One person was killed and four wounded in the Saturday stabbing spree in a busy district near Paris’ opera house. Khamzat Asimov, a French citizen born in Chechnya in 1997, was reportedly on a terror watchlist before the attack but had no criminal record. Local media reports indicated that, while stabbing passers-by and yelling “Allahu akbar” (“God is the greatest”), he tried to enter multiple bars and restaurants but was blocked by quick-acting patrons. Asimov was shot and killed by police.
ISIS was ready with their quick statement, with familiar wording, issued via Amaq: “According to a security source at the Amaq agency, the author of the knife attack in the city of Paris is a soldier of the Islamic State; he led the operation in response to calls to target the coalition countries.” The rapid claim can be attributed to Asimov leaving a last-testament video — selfie footage with trees in the background, a parka hood over Asimov’s head and his nose and mouth covered — claiming allegiance to Abu Bakr al-Baghdadi. Amaq released the French-language statement with Arabic subtitles.
In Indonesia, a trio of Sunday attacks on churches in Surabaya had the shocking twist of a terror family behind the deadly spree. Daughters who were 9 and 12 years old accompanied their mother, Puji Kuswat, when she detonated a bomb at the Indonesian Christian Church. After dropping off that bombing team, father Dita Sopriyanto went to the Pentecost Central Church and detonated an explosive. Meanwhile, two teenage sons went to Santa Maria Catholic Church and detonated suicide bombs.
Seven people were killed in the attacks, along with the six members of the bomber family. ISIS claimed responsibility for the attacks through an Amaq statement.

-.-.-

Task details:
Copy out the text on the Paris stabbing and the Surabaya church bombings in full, word for word.

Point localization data
-.-.-

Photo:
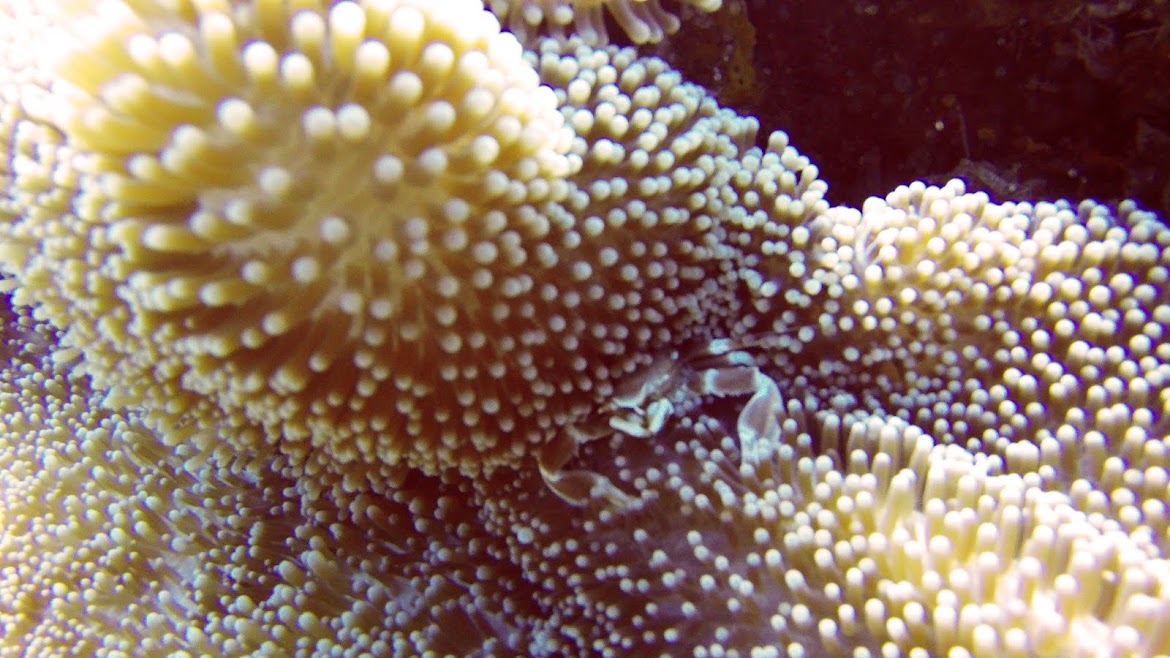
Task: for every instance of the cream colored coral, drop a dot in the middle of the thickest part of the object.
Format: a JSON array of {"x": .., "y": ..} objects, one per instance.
[
  {"x": 399, "y": 261},
  {"x": 644, "y": 21},
  {"x": 114, "y": 542},
  {"x": 1031, "y": 331},
  {"x": 301, "y": 213}
]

-.-.-

Response:
One person was killed and four wounded in the Saturday stabbing spree in a busy district near Paris’ opera house. Khamzat Asimov, a French citizen born in Chechnya in 1997, was reportedly on a terror watchlist before the attack but had no criminal record. Local media reports indicated that, while stabbing passers-by and yelling “Allahu akbar” (“God is the greatest”), he tried to enter multiple bars and restaurants but was blocked by quick-acting patrons. Asimov was shot and killed by police.
ISIS was ready with their quick statement, with familiar wording, issued via Amaq: “According to a security source at the Amaq agency, the author of the knife attack in the city of Paris is a soldier of the Islamic State; he led the operation in response to calls to target the coalition countries.” The rapid claim can be attributed to Asimov leaving a last-testament video — selfie footage with trees in the background, a parka hood over Asimov’s head and his nose and mouth covered — claiming allegiance to Abu Bakr al-Baghdadi. Amaq released the French-language statement with Arabic subtitles.
In Indonesia, a trio of Sunday attacks on churches in Surabaya had the shocking twist of a terror family behind the deadly spree. Daughters who were 9 and 12 years old accompanied their mother, Puji Kuswat, when she detonated a bomb at the Indonesian Christian Church. After dropping off that bombing team, father Dita Sopriyanto went to the Pentecost Central Church and detonated an explosive. Meanwhile, two teenage sons went to Santa Maria Catholic Church and detonated suicide bombs.
Seven people were killed in the attacks, along with the six members of the bomber family. ISIS claimed responsibility for the attacks through an Amaq statement.